* **Problèmes à résoudre**:
1. D'après le texte sur les accords pétroliers chinois, expliquez en une à trois phrases comment SINOPEC atteint une participation à 50/50 avec Total dans le projet Northern Lights.
2. Rédigez la suite du texte sur les accords pétroliers chinois à partir de sa dernière phrase.

* **Texte**:
Les compagnies chinoises signent aussi des accords de partenariats géants avec les grandes compagnies occidentales : Shell avec Sinopec (China Petroleum & Chemical ) et CNPC pour Kirkuk, BP avec CNPC en Irak, Total avec CNPC pour des gisements et des infrastructures au Venezuela.
– CNPC et CNOOC sont actuellement en négociation avec l’espagnol Repsol YPF pour acheter sa part en Argentine dans la compagnie YPF pour 17 milliards de dollars. La chine risque de réussir là où la Russie gazprom a échoué en 2008.
– Au Canada, SINOPEC rachète 10% du projet Northern Lights au français Total et fait ainsi monter sa participation à 50/50 avec le pétrolier français dans ce projet des sables bitumineux de l’Alberta.
-En Australie, le géant US Exxon et le chinois Petrochina ont signé un accord pour 41 milliards de dollars pour la livraison pendant 20 ans de la production de gaz naturel liquéfié (GNL) du champ gazier australien gorgon.
– En Russie, la Chine échange des prêts pour une valeur de 20 à 25 milliards de dollars contre des accords de livraison de pétrole via l’oléoduc VSTO. Les accords sont signés entre les compagnies Russes Transneft, Rosneft et CNPC.
Le plus emblématique est que la plus grande capitalisation mondiale n’est plus le pétrolier US Exxon mobil mais la compagnie pétrolière chinoise Petrochina.

* **Données fournies**:
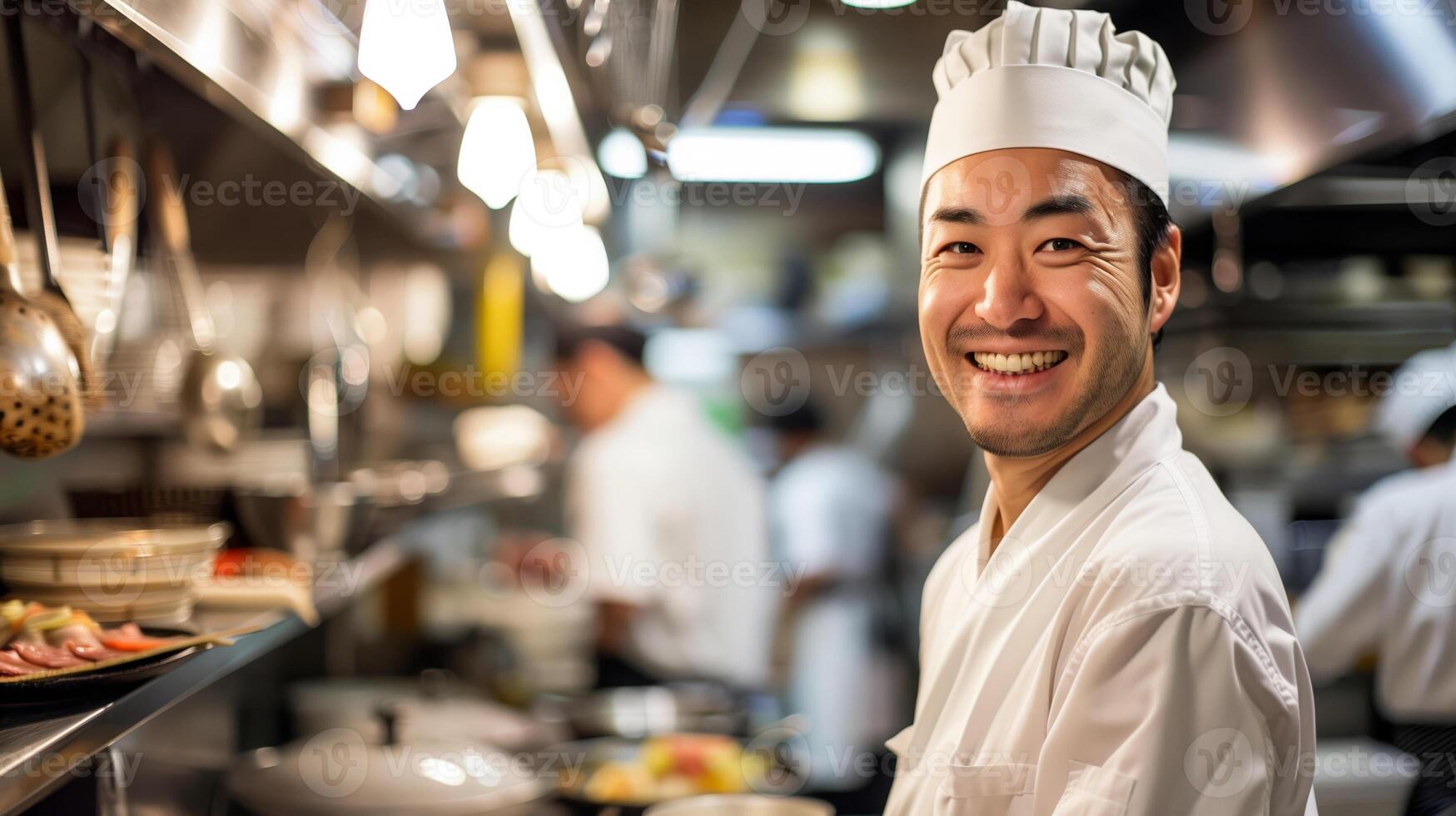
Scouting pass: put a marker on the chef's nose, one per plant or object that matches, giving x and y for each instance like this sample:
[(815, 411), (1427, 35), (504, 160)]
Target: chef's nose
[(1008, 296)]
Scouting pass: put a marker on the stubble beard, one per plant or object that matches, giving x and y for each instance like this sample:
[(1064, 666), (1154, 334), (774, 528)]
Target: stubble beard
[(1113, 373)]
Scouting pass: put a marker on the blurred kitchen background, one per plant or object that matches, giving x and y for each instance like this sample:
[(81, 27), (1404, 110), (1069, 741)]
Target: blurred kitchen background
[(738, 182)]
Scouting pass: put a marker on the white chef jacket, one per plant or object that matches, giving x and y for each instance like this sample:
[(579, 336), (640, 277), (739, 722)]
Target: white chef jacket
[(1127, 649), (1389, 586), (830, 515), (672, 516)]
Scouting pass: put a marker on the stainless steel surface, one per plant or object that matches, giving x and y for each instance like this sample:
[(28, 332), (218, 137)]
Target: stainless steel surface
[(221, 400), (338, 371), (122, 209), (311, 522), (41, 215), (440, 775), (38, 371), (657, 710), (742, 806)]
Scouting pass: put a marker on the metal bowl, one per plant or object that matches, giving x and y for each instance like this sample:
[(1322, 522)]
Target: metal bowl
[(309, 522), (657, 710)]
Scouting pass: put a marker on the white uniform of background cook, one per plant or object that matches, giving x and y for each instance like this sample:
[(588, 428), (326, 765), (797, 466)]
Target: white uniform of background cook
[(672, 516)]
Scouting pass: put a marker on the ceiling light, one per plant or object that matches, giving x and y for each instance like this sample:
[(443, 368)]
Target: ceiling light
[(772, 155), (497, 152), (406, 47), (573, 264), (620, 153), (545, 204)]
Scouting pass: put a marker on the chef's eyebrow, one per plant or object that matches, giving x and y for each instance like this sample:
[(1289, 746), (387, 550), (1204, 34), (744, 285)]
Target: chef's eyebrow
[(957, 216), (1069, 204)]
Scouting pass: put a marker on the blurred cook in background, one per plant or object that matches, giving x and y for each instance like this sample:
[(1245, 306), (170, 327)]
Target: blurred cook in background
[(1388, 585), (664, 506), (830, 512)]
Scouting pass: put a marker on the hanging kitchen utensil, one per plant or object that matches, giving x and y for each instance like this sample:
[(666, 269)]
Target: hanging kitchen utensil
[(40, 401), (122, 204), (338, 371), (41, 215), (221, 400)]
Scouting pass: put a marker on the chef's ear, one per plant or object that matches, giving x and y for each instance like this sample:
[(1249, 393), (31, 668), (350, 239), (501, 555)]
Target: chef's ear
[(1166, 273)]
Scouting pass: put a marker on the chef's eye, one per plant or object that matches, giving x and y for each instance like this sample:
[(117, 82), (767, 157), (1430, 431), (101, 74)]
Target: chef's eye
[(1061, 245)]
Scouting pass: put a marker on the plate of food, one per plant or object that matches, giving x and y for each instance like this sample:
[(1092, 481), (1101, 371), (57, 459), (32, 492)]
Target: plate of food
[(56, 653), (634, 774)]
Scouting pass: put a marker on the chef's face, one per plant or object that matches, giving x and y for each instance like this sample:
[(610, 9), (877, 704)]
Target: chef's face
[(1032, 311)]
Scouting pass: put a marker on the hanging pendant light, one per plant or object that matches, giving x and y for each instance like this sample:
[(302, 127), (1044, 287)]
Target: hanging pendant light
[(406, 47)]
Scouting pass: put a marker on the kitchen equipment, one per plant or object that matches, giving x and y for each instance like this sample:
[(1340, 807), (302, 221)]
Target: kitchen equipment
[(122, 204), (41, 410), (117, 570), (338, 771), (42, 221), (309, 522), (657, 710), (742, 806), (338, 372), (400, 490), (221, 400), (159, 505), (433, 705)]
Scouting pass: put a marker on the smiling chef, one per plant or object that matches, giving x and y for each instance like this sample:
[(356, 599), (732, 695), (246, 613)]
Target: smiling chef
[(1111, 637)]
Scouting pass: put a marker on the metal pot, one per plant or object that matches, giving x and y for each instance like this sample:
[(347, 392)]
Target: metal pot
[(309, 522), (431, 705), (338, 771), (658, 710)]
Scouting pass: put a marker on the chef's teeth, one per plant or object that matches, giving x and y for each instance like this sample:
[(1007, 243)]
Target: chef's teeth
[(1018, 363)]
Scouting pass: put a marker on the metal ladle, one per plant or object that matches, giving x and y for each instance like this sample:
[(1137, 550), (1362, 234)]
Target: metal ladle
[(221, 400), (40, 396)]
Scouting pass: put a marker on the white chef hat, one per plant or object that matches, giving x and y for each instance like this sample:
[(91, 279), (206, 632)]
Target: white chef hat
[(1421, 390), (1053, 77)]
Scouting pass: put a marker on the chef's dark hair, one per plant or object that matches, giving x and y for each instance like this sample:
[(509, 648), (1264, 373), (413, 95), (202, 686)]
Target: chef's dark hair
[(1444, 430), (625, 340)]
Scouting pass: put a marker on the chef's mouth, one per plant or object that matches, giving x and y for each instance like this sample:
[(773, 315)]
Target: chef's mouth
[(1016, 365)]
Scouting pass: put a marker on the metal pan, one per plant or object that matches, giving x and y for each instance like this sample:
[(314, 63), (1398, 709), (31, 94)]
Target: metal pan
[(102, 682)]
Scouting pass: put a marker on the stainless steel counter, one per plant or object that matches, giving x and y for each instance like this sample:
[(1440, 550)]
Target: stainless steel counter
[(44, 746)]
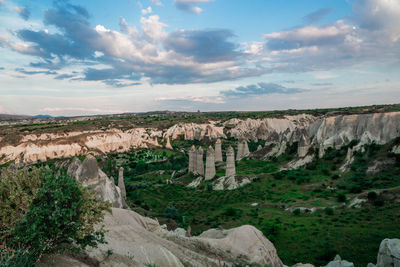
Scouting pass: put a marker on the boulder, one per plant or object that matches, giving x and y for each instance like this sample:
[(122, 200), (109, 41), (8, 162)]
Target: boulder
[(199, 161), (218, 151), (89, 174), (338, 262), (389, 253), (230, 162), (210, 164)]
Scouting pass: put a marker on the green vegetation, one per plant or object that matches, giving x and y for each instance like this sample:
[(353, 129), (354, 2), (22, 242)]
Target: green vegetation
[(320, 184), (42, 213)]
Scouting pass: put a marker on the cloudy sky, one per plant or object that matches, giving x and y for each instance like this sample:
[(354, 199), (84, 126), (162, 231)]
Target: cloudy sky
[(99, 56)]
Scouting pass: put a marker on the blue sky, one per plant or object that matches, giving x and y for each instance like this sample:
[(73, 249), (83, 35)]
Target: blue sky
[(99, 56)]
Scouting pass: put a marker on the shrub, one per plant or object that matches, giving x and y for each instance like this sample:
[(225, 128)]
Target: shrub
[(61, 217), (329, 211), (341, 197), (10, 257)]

* **Réponses par ordre**:
1. SINOPEC rachète 10 % du projet Northern Lights au pétrolier français Total. Ce rachat fait monter sa participation à 50/50 avec Total dans ce projet des sables bitumineux de l'Alberta.

2.
Pendant que certains cherchent du goudron et des plumes pour le trader fou, la Chine continue ses achats dans l’énergie et les mines avec ses énormes réserves de dollars. Pendant que l’Europe et l’Amérique du nord achetaient les DOT.COM au prix de l’or, la Chine achetait déjà du pétrole et des mines. aujourd’hui la Chine préfère les compagnies pétrolières aux banques. La Chine apportent des financements aux projets pétroliers et gaziers dans le monde entier à un moment où banques et investisseurs les ont oubliés.
Je ne vous ai parlé ici que du pétrole et du gaz, vous pouvez aussi ajouter le charbon et l’uranium pour l’énergie et presque tous les métaux industriels.
Mais je peux me tromper, sous estimé le poids d’un trader londonien et de sa souris sur l’avenir énergétique du monde. La création en Chine d’un super ministère de l’énergie qui inclut le pétrole, le gaz, le charbon, le nucléaire et les énergies renouvelables* (NEA : National Energy Administration) en Juillet 2008 est peut être le fruit du hasard…
Dr Thomas Chaize
* La Chine veut aussi investir 310 milliards d’euros dans le développement des énergies renouvelables dans la prochaine décennie.